• Stated goal: Pull out every line in the rows below that contains the word "bowl", and treat case as significant.

>>>>

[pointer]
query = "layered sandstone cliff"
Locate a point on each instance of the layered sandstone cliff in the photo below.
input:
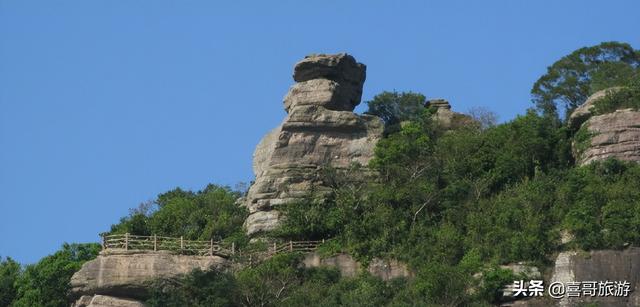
(119, 278)
(320, 130)
(611, 135)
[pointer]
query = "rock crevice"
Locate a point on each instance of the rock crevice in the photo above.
(320, 130)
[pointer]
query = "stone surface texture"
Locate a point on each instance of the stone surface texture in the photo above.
(128, 275)
(105, 301)
(612, 135)
(597, 265)
(349, 267)
(320, 130)
(583, 112)
(446, 118)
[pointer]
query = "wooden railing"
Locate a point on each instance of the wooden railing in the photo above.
(156, 243)
(134, 243)
(295, 246)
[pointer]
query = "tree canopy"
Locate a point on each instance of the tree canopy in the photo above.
(570, 80)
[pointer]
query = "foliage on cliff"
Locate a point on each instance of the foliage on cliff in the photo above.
(208, 214)
(570, 80)
(45, 283)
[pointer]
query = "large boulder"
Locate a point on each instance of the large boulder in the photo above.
(320, 130)
(584, 111)
(128, 274)
(599, 266)
(349, 267)
(611, 135)
(105, 301)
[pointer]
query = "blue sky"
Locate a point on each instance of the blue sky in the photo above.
(105, 104)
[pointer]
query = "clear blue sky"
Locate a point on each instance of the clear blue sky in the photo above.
(105, 104)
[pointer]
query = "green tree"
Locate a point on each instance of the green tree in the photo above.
(208, 214)
(394, 107)
(46, 283)
(9, 273)
(197, 289)
(568, 82)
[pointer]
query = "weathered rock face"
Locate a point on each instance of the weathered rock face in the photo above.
(615, 134)
(105, 301)
(320, 130)
(446, 118)
(603, 265)
(128, 275)
(349, 267)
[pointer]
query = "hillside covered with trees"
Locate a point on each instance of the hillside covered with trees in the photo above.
(450, 203)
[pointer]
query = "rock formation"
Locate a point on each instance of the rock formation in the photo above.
(446, 118)
(320, 130)
(125, 276)
(615, 134)
(349, 267)
(603, 265)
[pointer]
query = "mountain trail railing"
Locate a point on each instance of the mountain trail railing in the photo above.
(129, 242)
(157, 243)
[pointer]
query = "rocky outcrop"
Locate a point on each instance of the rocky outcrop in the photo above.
(446, 118)
(611, 135)
(128, 275)
(105, 301)
(349, 267)
(584, 111)
(320, 130)
(602, 265)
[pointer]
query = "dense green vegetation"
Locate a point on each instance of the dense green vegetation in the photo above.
(208, 214)
(45, 283)
(570, 80)
(627, 96)
(452, 204)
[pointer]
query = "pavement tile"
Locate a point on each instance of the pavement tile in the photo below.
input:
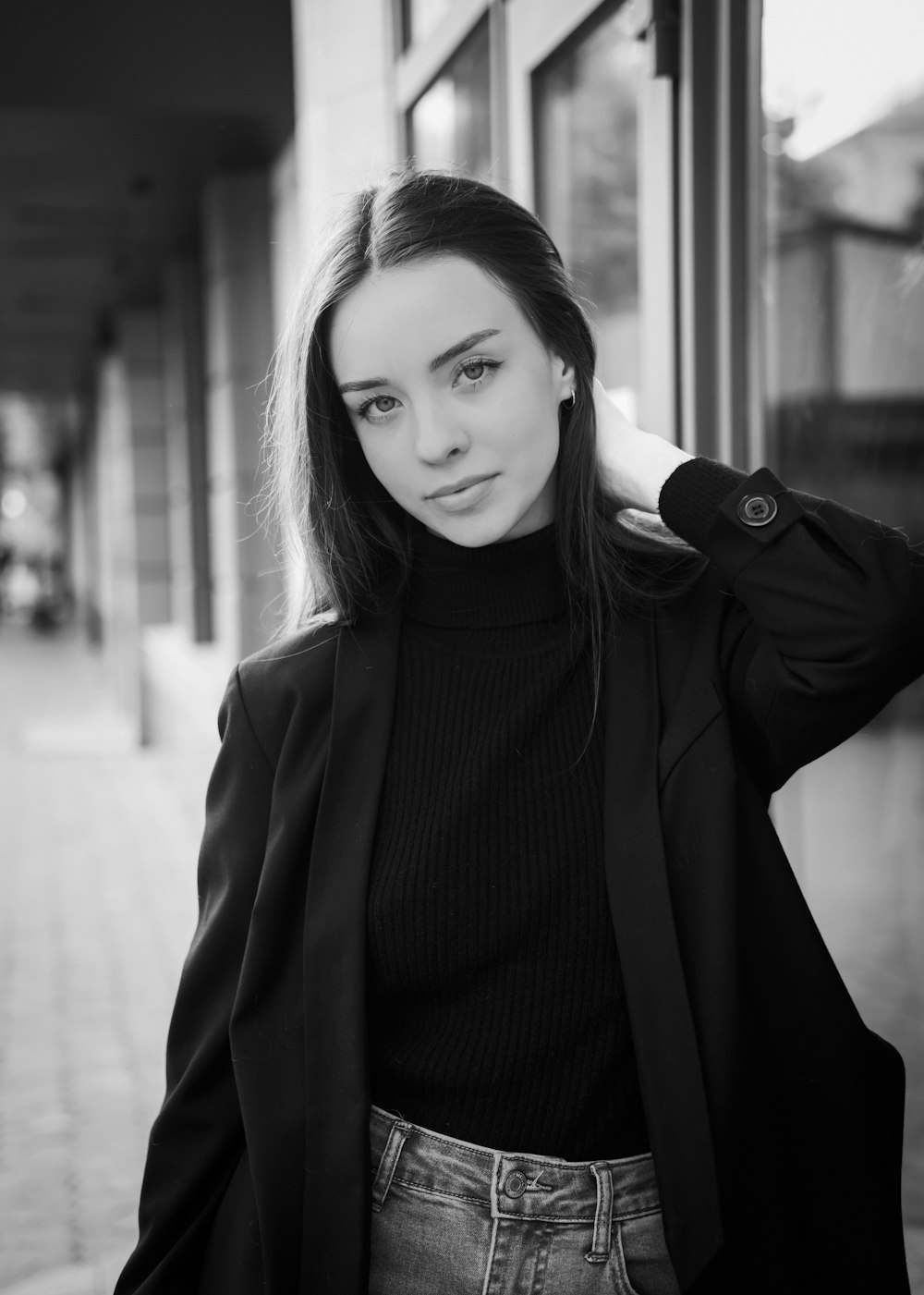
(97, 871)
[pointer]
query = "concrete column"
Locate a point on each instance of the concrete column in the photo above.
(140, 332)
(187, 456)
(118, 590)
(238, 349)
(346, 126)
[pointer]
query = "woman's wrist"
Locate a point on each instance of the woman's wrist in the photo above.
(640, 467)
(634, 464)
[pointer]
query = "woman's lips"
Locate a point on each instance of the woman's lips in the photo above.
(466, 494)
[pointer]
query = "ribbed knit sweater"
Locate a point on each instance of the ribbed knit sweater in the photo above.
(496, 1003)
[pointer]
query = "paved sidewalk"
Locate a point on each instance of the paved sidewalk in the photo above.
(97, 859)
(97, 868)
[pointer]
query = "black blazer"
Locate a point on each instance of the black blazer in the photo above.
(775, 1115)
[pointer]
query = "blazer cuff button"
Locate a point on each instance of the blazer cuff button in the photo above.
(758, 509)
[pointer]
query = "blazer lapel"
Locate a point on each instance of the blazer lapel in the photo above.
(659, 1009)
(336, 1088)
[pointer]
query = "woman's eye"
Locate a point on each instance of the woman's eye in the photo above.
(377, 409)
(475, 372)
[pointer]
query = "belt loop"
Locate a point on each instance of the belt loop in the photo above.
(604, 1214)
(397, 1136)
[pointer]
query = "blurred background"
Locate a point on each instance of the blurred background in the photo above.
(740, 194)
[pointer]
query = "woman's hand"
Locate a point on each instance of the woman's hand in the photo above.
(636, 464)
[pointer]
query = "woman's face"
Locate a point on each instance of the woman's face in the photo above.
(453, 397)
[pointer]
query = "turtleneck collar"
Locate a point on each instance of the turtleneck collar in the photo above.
(511, 583)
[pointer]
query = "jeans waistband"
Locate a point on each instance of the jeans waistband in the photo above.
(510, 1184)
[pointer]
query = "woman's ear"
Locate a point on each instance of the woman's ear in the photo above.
(565, 375)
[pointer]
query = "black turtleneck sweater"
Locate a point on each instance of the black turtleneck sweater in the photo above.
(496, 1004)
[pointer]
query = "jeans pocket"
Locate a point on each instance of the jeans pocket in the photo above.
(640, 1256)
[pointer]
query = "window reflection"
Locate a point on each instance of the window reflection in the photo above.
(451, 122)
(587, 179)
(419, 17)
(844, 147)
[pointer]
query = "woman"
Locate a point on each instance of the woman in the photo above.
(492, 914)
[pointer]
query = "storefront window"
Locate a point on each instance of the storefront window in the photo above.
(585, 103)
(843, 153)
(451, 122)
(844, 263)
(419, 17)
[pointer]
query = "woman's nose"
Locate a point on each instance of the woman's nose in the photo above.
(439, 438)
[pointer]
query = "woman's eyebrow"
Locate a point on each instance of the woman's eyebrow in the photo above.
(472, 339)
(444, 358)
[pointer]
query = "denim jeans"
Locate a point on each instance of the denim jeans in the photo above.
(456, 1219)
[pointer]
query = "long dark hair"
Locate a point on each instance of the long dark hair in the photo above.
(348, 540)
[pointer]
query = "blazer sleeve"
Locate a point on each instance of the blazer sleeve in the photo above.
(827, 617)
(197, 1137)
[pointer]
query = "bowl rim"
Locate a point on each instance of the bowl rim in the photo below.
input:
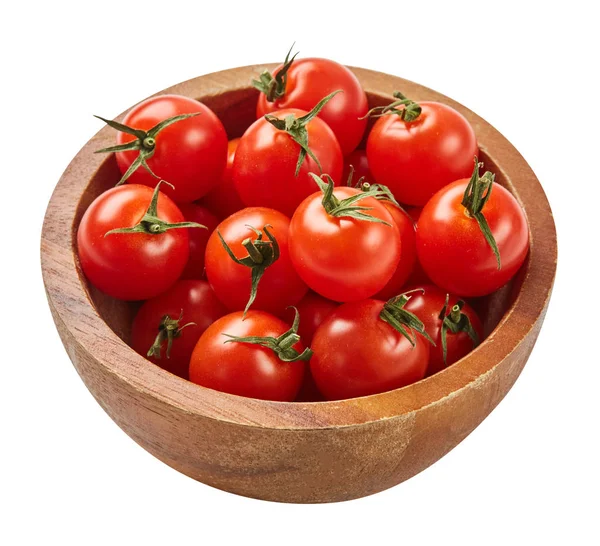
(77, 318)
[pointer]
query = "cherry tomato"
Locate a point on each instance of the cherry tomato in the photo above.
(427, 303)
(218, 362)
(181, 315)
(308, 81)
(190, 154)
(223, 199)
(415, 159)
(356, 353)
(453, 250)
(131, 266)
(266, 159)
(279, 286)
(344, 258)
(198, 238)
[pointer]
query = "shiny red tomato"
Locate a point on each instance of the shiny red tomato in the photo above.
(415, 159)
(219, 362)
(223, 199)
(179, 316)
(308, 81)
(190, 154)
(340, 257)
(131, 266)
(427, 303)
(453, 250)
(356, 353)
(279, 286)
(198, 238)
(265, 163)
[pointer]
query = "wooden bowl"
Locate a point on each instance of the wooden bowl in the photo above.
(292, 452)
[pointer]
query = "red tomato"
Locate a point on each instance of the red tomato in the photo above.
(427, 303)
(245, 369)
(356, 353)
(182, 313)
(279, 287)
(131, 266)
(452, 248)
(343, 258)
(198, 238)
(265, 163)
(408, 252)
(415, 159)
(308, 81)
(223, 199)
(190, 154)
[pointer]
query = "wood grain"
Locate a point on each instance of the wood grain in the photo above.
(292, 452)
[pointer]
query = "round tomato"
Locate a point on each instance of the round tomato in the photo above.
(415, 159)
(278, 284)
(198, 238)
(226, 361)
(166, 328)
(190, 153)
(427, 302)
(266, 161)
(356, 353)
(307, 81)
(223, 199)
(137, 265)
(451, 244)
(342, 256)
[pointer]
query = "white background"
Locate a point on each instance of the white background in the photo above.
(527, 475)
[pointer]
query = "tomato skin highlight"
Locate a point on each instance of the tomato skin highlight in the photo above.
(308, 81)
(341, 258)
(241, 368)
(196, 302)
(189, 154)
(131, 266)
(427, 305)
(358, 354)
(453, 250)
(416, 159)
(280, 285)
(265, 162)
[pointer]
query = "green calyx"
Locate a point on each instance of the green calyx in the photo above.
(144, 143)
(151, 223)
(282, 346)
(477, 193)
(296, 128)
(403, 321)
(274, 86)
(261, 254)
(346, 207)
(168, 330)
(410, 111)
(455, 322)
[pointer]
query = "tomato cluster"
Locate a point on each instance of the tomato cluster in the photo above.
(290, 264)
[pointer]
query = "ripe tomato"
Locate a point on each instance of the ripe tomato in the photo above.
(279, 286)
(265, 163)
(427, 302)
(343, 258)
(131, 266)
(415, 159)
(307, 82)
(190, 154)
(356, 353)
(198, 238)
(223, 199)
(223, 363)
(452, 248)
(177, 317)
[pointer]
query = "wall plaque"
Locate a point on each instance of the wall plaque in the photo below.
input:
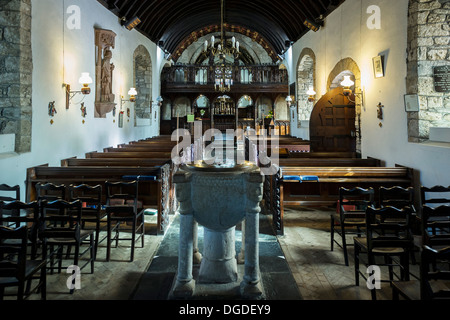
(442, 79)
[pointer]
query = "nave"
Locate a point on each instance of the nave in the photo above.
(319, 274)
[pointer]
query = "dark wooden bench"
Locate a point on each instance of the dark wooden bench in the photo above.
(329, 162)
(129, 154)
(319, 186)
(154, 183)
(114, 162)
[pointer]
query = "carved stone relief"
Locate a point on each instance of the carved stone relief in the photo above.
(104, 98)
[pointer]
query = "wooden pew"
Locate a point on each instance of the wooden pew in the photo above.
(329, 162)
(114, 162)
(319, 186)
(316, 155)
(152, 193)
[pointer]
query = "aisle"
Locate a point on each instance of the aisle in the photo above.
(277, 279)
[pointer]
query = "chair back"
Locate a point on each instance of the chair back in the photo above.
(354, 202)
(435, 196)
(122, 198)
(388, 227)
(13, 253)
(90, 196)
(50, 192)
(9, 193)
(397, 197)
(116, 192)
(64, 222)
(433, 279)
(436, 226)
(28, 213)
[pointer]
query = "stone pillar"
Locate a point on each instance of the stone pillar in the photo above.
(428, 47)
(219, 257)
(185, 284)
(251, 284)
(16, 67)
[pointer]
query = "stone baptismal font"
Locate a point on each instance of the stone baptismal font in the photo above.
(219, 197)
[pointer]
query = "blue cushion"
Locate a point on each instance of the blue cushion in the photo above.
(140, 178)
(309, 178)
(291, 178)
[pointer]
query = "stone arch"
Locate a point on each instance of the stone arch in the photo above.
(348, 66)
(143, 83)
(306, 78)
(427, 50)
(181, 107)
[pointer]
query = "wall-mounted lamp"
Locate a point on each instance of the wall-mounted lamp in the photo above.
(311, 93)
(314, 26)
(130, 24)
(132, 93)
(289, 101)
(347, 84)
(84, 80)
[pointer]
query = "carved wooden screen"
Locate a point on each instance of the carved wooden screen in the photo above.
(332, 126)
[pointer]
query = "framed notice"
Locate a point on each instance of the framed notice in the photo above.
(412, 103)
(190, 118)
(441, 77)
(378, 68)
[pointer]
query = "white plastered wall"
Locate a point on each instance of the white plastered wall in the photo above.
(60, 55)
(346, 34)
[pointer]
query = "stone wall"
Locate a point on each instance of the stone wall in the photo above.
(428, 47)
(16, 67)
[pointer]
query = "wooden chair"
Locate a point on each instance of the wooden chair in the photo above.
(64, 229)
(122, 208)
(15, 269)
(351, 218)
(91, 212)
(435, 196)
(50, 192)
(436, 226)
(389, 235)
(28, 215)
(434, 283)
(9, 193)
(397, 197)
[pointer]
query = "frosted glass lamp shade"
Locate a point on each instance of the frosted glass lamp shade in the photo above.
(85, 80)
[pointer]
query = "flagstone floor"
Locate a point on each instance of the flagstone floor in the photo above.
(320, 273)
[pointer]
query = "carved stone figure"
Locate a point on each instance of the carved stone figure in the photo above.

<<<<

• Answer to this task:
query = "bowl rim"
Locate a point on each instance of the bowl rim in the photo below.
query = "wooden bowl"
Locate a point on each instance of the wooden bowl in the photo above.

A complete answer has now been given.